Excerpts of pointing data
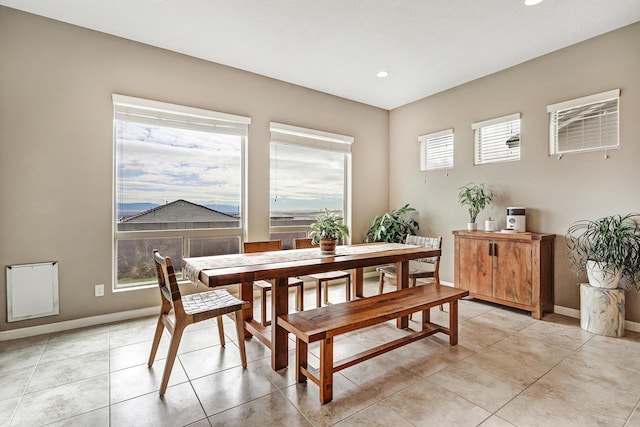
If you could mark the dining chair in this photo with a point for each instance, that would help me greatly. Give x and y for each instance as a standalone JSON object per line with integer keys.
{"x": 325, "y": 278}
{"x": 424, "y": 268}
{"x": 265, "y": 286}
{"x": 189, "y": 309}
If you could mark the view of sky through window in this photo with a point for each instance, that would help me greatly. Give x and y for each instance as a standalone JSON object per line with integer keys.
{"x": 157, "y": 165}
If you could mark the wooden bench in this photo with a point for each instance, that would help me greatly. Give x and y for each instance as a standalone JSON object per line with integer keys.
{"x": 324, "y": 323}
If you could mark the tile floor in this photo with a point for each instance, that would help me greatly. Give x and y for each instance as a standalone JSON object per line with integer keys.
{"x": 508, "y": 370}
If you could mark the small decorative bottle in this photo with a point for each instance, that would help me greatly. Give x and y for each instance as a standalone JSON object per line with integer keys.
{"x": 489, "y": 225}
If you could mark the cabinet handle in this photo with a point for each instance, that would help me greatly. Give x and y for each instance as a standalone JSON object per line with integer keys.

▶ [Task directions] Output, unchanged, the lines from the line with "If you could mark the view" through the final line of the material.

▶ [Written response]
If you could mark the view of sky through window in this photo with a point for each instance, that would help me greatly. Give x and y for each instance as a standalone JSON object per line with integer keys.
{"x": 157, "y": 165}
If you could mark the wooden bench in this photo with a point for each instance, that would help me greatly. Give x and y for each instance as a standalone JSON object per line with integer keys.
{"x": 324, "y": 323}
If you could mark the tile floor in this photo with a point for each instance, that would help me greatly. Give x and y for each instance as a standalone JSON object per line with integer keys.
{"x": 508, "y": 370}
If you could mark the small decorative bottle in this photo with a point for each instance, that would help me greatly. Give x and y for each instance as a standalone JSON object per line with integer keys.
{"x": 489, "y": 225}
If you could mark the cabinet handle in this photo with a point for each instance, that would help me greatly. Give x and y for each instance as a standalone JSON object per line with integer keys.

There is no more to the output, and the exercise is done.